Records from a point labeling set:

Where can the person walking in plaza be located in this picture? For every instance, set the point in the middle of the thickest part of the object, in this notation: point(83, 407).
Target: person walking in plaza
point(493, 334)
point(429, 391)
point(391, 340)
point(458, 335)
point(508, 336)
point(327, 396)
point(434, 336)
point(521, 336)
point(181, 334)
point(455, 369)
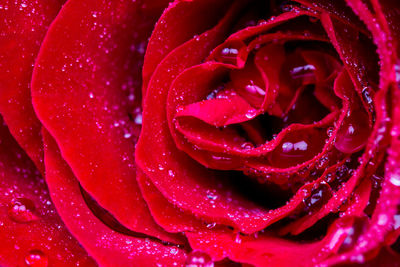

> [Task objective]
Give the lines of these records as a JSON list of strings, one string per line, with blank lines left out. Omit the pictures.

> [Reply]
[
  "Where can the person walking in plaza be located in this picture? For every instance, set the point in the middle of the thickest part of the object, in this notation: point(83, 407).",
  "Target: person walking in plaza",
  "point(493, 334)",
  "point(429, 391)",
  "point(391, 340)",
  "point(458, 335)",
  "point(508, 336)",
  "point(327, 396)",
  "point(434, 336)",
  "point(521, 336)",
  "point(181, 334)",
  "point(455, 369)"
]